• **Document passage**

━━━━━━━━━━

The simplest pack is just a folder with a PNG:

~/.outworked/assets/my-pack/
  default.png           # employee sprite sheet — that's all you need

Or go all out:

~/.outworked/assets/my-pack/
  manifest.json          # optional — everything auto-detects without it
  background.png         # replaces the office background
  myfont.ttf             # replaces the UI font
  employees/
    default.png          # sprite sheet used for all agents
    engineer.png         # role-specific sheet
    designer.png
  furniture/
    desk_wooden.png      # auto-detected as a desk (filename starts with "desk")
    bookshelf.png
    plant_big.png

Employee Sprite Sheets

Each sheet is a horizontal strip of animation frames in a fixed order — idle, walk, type, think — with 2 frames per state by default (384x48 total for 48px frames). Multi-row grids are also supported, where each row is a state.

The manifest lets you remap states, customize frame rates, and set per-role sheets. Sheets are auto-assigned to agents by role name, or distributed randomly.

Furniture

Drop PNG images into a furniture/ subfolder. Files named desk* are auto-detected as desks (agents sit at them when working). All furniture can be added, removed, moved, and rotated from the office via long-press.

━━━━━━━━━━

[Saved entries]
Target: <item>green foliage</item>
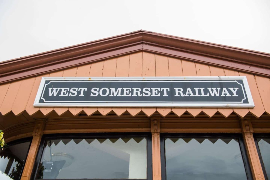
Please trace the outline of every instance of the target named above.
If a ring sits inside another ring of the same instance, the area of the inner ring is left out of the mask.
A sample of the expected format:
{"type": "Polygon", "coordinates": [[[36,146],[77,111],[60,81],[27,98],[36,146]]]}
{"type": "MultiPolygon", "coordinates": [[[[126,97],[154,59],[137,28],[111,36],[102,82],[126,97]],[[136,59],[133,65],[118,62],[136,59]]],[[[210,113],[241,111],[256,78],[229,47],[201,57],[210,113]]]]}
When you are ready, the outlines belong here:
{"type": "Polygon", "coordinates": [[[0,149],[2,149],[6,144],[5,143],[4,138],[3,138],[4,133],[2,130],[0,130],[0,149]]]}
{"type": "Polygon", "coordinates": [[[19,180],[20,174],[22,171],[22,165],[20,163],[18,163],[16,165],[16,169],[14,167],[12,169],[9,176],[11,178],[14,180],[19,180]]]}

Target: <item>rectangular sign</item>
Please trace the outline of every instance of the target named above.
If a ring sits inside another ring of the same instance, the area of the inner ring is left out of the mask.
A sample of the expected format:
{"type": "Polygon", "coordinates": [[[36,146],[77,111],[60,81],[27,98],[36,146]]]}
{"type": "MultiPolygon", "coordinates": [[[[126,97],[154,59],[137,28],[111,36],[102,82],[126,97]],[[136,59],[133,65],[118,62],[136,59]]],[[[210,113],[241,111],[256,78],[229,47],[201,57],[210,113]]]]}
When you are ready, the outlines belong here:
{"type": "Polygon", "coordinates": [[[35,106],[253,107],[245,76],[43,77],[35,106]]]}

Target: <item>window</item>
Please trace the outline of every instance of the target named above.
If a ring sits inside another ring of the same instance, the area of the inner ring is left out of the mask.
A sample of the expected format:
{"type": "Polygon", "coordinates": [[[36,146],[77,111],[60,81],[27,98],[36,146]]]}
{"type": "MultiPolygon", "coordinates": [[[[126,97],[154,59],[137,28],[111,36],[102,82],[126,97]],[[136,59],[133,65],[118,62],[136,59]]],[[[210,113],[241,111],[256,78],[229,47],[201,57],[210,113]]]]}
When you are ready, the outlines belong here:
{"type": "Polygon", "coordinates": [[[149,179],[151,143],[141,134],[45,138],[36,179],[149,179]]]}
{"type": "Polygon", "coordinates": [[[0,151],[0,179],[20,179],[30,142],[29,140],[20,140],[9,143],[0,151]]]}
{"type": "Polygon", "coordinates": [[[265,179],[270,179],[270,134],[254,135],[265,179]]]}
{"type": "Polygon", "coordinates": [[[252,178],[241,135],[166,134],[160,146],[163,179],[252,178]]]}

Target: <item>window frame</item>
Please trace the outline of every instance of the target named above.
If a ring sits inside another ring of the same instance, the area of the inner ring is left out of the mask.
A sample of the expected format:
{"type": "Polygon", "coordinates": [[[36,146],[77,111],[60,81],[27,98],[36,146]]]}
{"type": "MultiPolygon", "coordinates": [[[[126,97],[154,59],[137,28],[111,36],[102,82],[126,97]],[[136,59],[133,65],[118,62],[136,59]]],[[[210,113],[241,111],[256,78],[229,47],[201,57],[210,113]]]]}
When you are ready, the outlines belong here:
{"type": "MultiPolygon", "coordinates": [[[[262,172],[264,173],[264,178],[265,180],[268,180],[269,178],[267,177],[267,175],[266,174],[266,171],[265,170],[265,168],[264,167],[264,164],[262,161],[262,157],[261,154],[261,151],[260,151],[260,148],[259,147],[259,144],[257,139],[257,138],[270,138],[270,134],[266,133],[254,133],[253,138],[254,138],[254,141],[255,141],[256,148],[257,148],[257,151],[258,152],[259,158],[261,162],[261,165],[262,166],[262,172]]],[[[270,178],[270,177],[269,177],[269,178],[270,178]]]]}
{"type": "Polygon", "coordinates": [[[22,173],[23,172],[23,170],[24,169],[24,166],[25,165],[25,162],[27,159],[27,157],[28,157],[28,154],[29,152],[29,150],[30,150],[30,147],[31,146],[31,144],[32,143],[32,140],[33,140],[32,137],[29,137],[19,139],[16,140],[14,141],[12,141],[9,142],[8,142],[6,143],[6,145],[4,147],[4,149],[5,148],[8,147],[9,146],[11,146],[14,145],[16,145],[18,144],[20,144],[22,143],[24,143],[26,142],[30,142],[29,144],[29,147],[28,147],[28,149],[27,150],[27,152],[26,153],[26,156],[25,156],[25,161],[23,162],[23,164],[22,165],[22,172],[21,172],[19,177],[19,179],[21,179],[22,178],[22,173]]]}
{"type": "Polygon", "coordinates": [[[165,156],[165,141],[166,138],[237,138],[239,140],[240,151],[248,180],[253,179],[247,155],[245,150],[243,137],[241,134],[235,133],[160,133],[160,157],[161,161],[161,179],[166,180],[166,157],[165,156]]]}
{"type": "MultiPolygon", "coordinates": [[[[34,180],[79,180],[81,179],[39,179],[36,178],[39,162],[41,160],[43,150],[46,144],[46,141],[50,139],[69,139],[73,138],[110,138],[121,137],[144,137],[146,138],[146,179],[136,179],[132,180],[152,180],[152,136],[150,133],[78,133],[51,134],[43,135],[41,139],[40,145],[39,147],[36,160],[34,163],[33,171],[30,179],[34,180]]],[[[128,179],[84,179],[85,180],[127,180],[128,179]]]]}

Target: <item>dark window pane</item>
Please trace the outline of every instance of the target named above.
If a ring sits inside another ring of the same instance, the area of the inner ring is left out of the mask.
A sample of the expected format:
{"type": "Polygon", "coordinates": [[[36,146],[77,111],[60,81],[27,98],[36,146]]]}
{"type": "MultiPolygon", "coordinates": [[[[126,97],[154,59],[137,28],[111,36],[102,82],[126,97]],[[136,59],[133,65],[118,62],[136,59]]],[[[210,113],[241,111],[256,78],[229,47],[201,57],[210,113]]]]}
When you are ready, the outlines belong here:
{"type": "Polygon", "coordinates": [[[268,179],[270,178],[270,138],[257,139],[264,168],[268,179]]]}
{"type": "Polygon", "coordinates": [[[167,180],[247,179],[238,140],[167,138],[167,180]]]}
{"type": "Polygon", "coordinates": [[[48,141],[37,178],[146,178],[144,137],[48,141]]]}
{"type": "Polygon", "coordinates": [[[9,146],[0,151],[0,179],[19,180],[30,144],[26,142],[9,146]]]}

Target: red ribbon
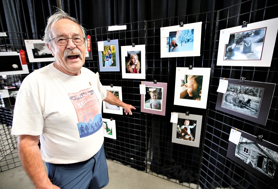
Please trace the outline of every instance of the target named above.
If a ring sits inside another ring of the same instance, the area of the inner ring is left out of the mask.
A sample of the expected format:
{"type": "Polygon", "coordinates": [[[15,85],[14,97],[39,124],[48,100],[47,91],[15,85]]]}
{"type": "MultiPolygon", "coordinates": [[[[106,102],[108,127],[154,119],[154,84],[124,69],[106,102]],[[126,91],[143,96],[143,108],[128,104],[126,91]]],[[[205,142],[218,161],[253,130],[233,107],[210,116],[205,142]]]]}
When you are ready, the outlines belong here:
{"type": "Polygon", "coordinates": [[[87,36],[87,50],[88,52],[91,52],[91,36],[87,36]]]}
{"type": "Polygon", "coordinates": [[[25,52],[22,49],[19,51],[20,53],[20,58],[21,59],[21,62],[22,65],[27,64],[27,61],[26,61],[26,56],[25,55],[25,52]]]}

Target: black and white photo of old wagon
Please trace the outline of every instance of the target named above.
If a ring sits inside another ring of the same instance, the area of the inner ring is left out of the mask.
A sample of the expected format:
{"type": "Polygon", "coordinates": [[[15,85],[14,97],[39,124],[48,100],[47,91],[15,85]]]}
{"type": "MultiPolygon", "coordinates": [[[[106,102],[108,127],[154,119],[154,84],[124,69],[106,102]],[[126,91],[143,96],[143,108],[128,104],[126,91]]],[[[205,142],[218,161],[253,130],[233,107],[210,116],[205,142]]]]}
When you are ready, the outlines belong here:
{"type": "Polygon", "coordinates": [[[263,89],[229,84],[222,107],[257,117],[263,89]]]}
{"type": "Polygon", "coordinates": [[[51,52],[44,43],[34,43],[32,49],[34,58],[51,58],[53,57],[51,52]]]}
{"type": "Polygon", "coordinates": [[[241,136],[235,156],[273,178],[278,162],[278,153],[241,136]]]}

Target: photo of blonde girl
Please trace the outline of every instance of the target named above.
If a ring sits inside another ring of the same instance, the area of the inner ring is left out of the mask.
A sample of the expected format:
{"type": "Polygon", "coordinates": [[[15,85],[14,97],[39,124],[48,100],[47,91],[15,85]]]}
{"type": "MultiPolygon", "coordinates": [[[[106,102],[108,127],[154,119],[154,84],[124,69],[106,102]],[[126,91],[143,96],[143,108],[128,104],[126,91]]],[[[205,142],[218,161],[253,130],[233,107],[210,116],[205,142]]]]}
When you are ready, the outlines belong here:
{"type": "MultiPolygon", "coordinates": [[[[128,52],[130,53],[132,51],[128,52]]],[[[140,63],[139,57],[135,53],[131,53],[129,56],[126,64],[126,73],[139,74],[140,73],[140,63]]]]}

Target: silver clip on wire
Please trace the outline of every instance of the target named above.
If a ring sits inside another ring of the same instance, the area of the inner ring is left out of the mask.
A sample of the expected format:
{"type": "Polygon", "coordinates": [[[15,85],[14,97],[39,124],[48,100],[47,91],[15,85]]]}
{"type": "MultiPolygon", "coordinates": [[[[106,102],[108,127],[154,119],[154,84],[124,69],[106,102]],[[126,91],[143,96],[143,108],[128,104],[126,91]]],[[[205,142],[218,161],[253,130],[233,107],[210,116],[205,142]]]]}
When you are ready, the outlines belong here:
{"type": "Polygon", "coordinates": [[[242,23],[243,23],[243,24],[241,25],[242,28],[246,27],[247,27],[247,24],[248,24],[248,22],[245,21],[244,21],[242,22],[242,23]]]}
{"type": "Polygon", "coordinates": [[[257,140],[260,141],[260,142],[262,142],[262,135],[261,134],[258,135],[257,137],[257,140]]]}

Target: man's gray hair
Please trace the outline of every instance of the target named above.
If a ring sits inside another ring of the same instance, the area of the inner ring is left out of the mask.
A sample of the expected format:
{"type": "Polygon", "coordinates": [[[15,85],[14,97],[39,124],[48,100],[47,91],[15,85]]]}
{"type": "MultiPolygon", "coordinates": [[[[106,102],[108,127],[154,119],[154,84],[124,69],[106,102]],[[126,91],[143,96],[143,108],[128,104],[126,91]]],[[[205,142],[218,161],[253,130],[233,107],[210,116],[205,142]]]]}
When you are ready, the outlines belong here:
{"type": "MultiPolygon", "coordinates": [[[[57,8],[54,14],[48,17],[47,19],[47,25],[44,30],[44,35],[43,38],[45,44],[46,44],[47,43],[49,44],[51,47],[52,47],[53,46],[52,41],[50,40],[52,38],[51,36],[51,30],[53,27],[53,24],[59,20],[63,19],[69,20],[76,23],[80,27],[80,29],[82,31],[82,35],[83,36],[80,37],[85,37],[85,40],[86,39],[85,33],[85,29],[81,25],[78,20],[74,18],[71,17],[68,14],[61,9],[57,8]]],[[[86,41],[85,43],[86,44],[86,41]]]]}

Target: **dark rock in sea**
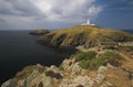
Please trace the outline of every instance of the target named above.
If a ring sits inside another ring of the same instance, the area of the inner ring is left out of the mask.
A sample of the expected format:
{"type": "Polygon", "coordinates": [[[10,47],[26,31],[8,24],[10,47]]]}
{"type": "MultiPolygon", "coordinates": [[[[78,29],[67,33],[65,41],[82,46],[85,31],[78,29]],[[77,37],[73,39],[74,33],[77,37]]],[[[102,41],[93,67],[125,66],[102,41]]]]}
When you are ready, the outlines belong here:
{"type": "Polygon", "coordinates": [[[44,30],[44,29],[39,29],[39,30],[34,31],[34,32],[30,32],[31,35],[44,35],[47,33],[50,33],[50,31],[44,30]]]}

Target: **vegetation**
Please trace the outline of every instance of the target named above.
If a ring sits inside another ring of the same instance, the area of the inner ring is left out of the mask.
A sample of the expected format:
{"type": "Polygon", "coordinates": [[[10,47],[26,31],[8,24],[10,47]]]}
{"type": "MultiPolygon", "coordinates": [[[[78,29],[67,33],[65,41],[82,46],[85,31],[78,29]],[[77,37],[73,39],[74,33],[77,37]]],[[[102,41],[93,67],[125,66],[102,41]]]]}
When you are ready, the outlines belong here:
{"type": "Polygon", "coordinates": [[[98,69],[101,65],[106,65],[108,63],[113,66],[120,66],[122,56],[114,52],[105,52],[101,56],[96,57],[96,52],[78,52],[74,55],[75,59],[79,61],[79,66],[84,69],[98,69]]]}
{"type": "Polygon", "coordinates": [[[58,47],[75,47],[85,45],[86,47],[98,45],[100,42],[126,42],[133,41],[133,35],[123,31],[112,29],[101,29],[95,25],[76,25],[70,29],[52,31],[38,40],[58,47]]]}

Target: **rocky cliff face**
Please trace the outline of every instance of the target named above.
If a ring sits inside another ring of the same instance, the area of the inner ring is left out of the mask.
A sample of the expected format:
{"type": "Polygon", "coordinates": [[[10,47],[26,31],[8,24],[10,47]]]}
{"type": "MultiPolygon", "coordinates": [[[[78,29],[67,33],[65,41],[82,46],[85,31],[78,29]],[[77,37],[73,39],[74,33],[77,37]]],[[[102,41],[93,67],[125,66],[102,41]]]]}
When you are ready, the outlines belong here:
{"type": "MultiPolygon", "coordinates": [[[[100,55],[100,53],[98,53],[100,55]]],[[[96,70],[83,69],[80,61],[72,56],[64,59],[60,67],[40,64],[27,66],[14,78],[1,87],[132,87],[133,67],[115,66],[108,63],[96,70]],[[129,70],[131,73],[129,73],[129,70]]],[[[126,59],[125,63],[133,62],[126,59]]]]}
{"type": "Polygon", "coordinates": [[[58,47],[75,47],[83,45],[92,47],[100,42],[127,42],[133,35],[112,29],[101,29],[95,25],[78,25],[70,29],[52,31],[41,36],[38,42],[58,47]]]}
{"type": "Polygon", "coordinates": [[[39,30],[34,31],[34,32],[30,32],[31,35],[44,35],[47,33],[50,33],[50,31],[44,30],[44,29],[39,29],[39,30]]]}

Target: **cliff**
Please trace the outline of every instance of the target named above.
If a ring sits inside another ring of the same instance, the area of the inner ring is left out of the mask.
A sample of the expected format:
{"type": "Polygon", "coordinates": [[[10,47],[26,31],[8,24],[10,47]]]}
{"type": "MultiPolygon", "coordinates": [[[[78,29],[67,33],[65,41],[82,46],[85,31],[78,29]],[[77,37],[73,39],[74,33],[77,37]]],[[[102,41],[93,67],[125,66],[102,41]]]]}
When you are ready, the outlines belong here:
{"type": "Polygon", "coordinates": [[[132,66],[133,55],[94,48],[76,52],[59,67],[27,66],[1,87],[132,87],[132,66]]]}
{"type": "Polygon", "coordinates": [[[41,36],[38,42],[57,47],[98,46],[101,42],[119,43],[133,41],[133,35],[113,29],[96,25],[76,25],[70,29],[52,31],[41,36]]]}
{"type": "Polygon", "coordinates": [[[30,32],[31,35],[44,35],[47,33],[50,33],[50,31],[44,29],[39,29],[39,30],[35,30],[34,32],[30,32]]]}

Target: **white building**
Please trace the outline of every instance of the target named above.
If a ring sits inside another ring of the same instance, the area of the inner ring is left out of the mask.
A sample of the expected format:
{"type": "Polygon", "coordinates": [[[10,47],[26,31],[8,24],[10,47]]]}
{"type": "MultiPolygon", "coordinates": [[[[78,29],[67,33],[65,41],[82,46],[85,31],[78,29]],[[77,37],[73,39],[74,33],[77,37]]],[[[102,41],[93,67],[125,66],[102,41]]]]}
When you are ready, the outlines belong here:
{"type": "Polygon", "coordinates": [[[88,20],[86,23],[82,23],[81,25],[95,25],[95,24],[91,23],[90,20],[88,20]]]}

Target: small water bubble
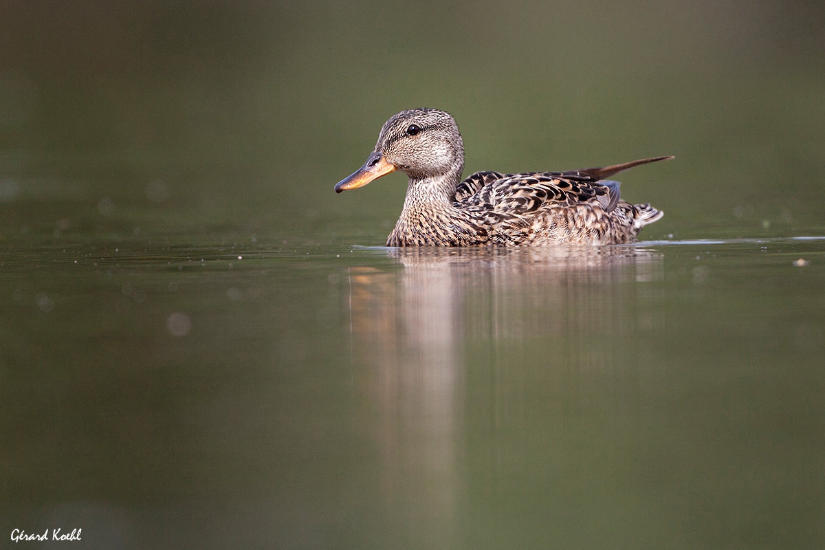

━━━━━━━━━━

• **Task prompt**
Decide whether each statement below agrees with the asset pack documentation, answering yes or no and quoting the deciding words of the documentation. 1. A pack must include a manifest.json file. 2. Employee sprite sheets use 2 frames per state by default. 3. Furniture can be rotated from the office via long-press.

• **Task solution**
1. No: "optional — everything auto-detects without it"
2. Yes: "with 2 frames per state by default"
3. Yes: "All furniture can be added, removed, moved, and rotated from the office via long-press."